» The records
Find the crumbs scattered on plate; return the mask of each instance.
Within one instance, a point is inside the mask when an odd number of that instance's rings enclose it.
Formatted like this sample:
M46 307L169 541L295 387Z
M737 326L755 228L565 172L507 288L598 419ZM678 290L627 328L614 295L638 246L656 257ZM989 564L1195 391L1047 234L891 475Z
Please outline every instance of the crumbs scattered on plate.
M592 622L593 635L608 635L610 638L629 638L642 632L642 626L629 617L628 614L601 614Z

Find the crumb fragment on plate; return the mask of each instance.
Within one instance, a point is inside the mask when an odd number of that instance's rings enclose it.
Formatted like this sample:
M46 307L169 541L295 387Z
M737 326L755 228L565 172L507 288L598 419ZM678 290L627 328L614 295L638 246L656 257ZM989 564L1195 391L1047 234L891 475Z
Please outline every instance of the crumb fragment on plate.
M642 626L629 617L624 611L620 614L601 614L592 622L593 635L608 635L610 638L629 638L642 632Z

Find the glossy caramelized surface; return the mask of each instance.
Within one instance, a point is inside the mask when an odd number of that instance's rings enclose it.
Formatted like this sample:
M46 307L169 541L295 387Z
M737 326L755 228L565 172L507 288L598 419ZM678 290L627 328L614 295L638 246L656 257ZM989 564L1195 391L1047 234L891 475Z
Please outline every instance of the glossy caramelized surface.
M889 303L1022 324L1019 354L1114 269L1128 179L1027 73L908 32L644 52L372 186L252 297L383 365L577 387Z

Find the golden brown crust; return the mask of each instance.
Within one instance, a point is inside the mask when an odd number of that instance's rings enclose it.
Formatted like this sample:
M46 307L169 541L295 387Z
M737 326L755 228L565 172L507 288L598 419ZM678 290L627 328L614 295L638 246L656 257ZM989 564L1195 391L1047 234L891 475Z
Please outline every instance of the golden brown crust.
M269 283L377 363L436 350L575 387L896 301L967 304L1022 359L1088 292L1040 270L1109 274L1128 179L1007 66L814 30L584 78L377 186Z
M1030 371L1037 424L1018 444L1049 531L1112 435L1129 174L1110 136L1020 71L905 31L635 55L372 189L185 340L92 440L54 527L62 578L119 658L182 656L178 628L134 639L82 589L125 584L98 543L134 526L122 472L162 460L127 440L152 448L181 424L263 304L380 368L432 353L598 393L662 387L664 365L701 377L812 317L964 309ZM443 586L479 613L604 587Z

» Short problem
Retype all of the items above verbatim, line for line, in their original order.

» Exercise result
Find the crumbs scattered on plate; return the mask of each instance.
Within one instance, a point is inside the mask when an odd number of that instance's rings enclose it.
Formatted like this sample:
M46 307L169 541L295 387Z
M737 326L755 228L565 172L507 288L598 419ZM678 290L627 328L614 295L638 246L656 257ZM989 564L1195 391L1047 234L891 475Z
Please outline every instance of the crumbs scattered on plate.
M592 622L593 635L608 635L610 638L629 638L642 632L642 626L629 617L628 614L601 614Z

Find the crumb fragment on plate; return the mask of each instance.
Within one instance, a point is inside the mask when an odd number of that instance's rings enclose it.
Formatted like this sample:
M46 307L169 541L295 387Z
M737 326L755 228L565 172L507 288L598 419ZM678 290L627 328L614 295L638 246L656 257ZM989 564L1195 391L1047 234L891 475Z
Please outline every instance of the crumb fragment on plate.
M642 626L629 617L624 611L620 614L601 614L592 622L593 635L608 635L610 638L629 638L642 632Z

Find the glossy caramelized surface; return the mask of each instance.
Within one instance, a point is inside the mask when an odd number of that instance's rings enclose it.
Formatted like this sample:
M46 307L169 541L295 387Z
M737 326L755 228L565 172L507 288L598 419ZM678 290L627 328L614 295L638 246L656 257ZM989 564L1195 391L1047 234L891 475Z
Please outline every instance of the glossy caramelized surface.
M889 303L1022 324L1019 354L1114 269L1128 179L1027 73L908 32L644 52L372 186L252 297L383 365L577 387Z

Find the golden brown crust; return the mask of each instance.
Within one instance, a point is inside the mask when an odd number of that instance's rings enclose it.
Formatted like this sample:
M46 307L169 541L295 387Z
M737 326L755 228L565 172L507 288L598 419ZM678 290L627 328L614 295L638 246L656 257ZM989 564L1195 391L1047 234L891 475Z
Please outline every instance of the golden brown crust.
M269 283L377 363L436 350L575 387L896 301L967 304L1022 359L1088 292L1040 270L1109 274L1128 179L1007 66L814 30L584 78L377 186Z
M1030 371L1037 424L1018 444L1049 531L1112 435L1129 174L1110 136L1020 71L905 31L635 55L372 189L185 340L92 440L54 527L62 578L119 658L182 656L178 628L134 639L82 589L125 584L98 543L134 526L122 472L162 460L127 440L152 448L181 424L263 304L380 368L432 353L598 393L662 387L664 365L701 377L812 317L964 309ZM443 586L479 613L604 587Z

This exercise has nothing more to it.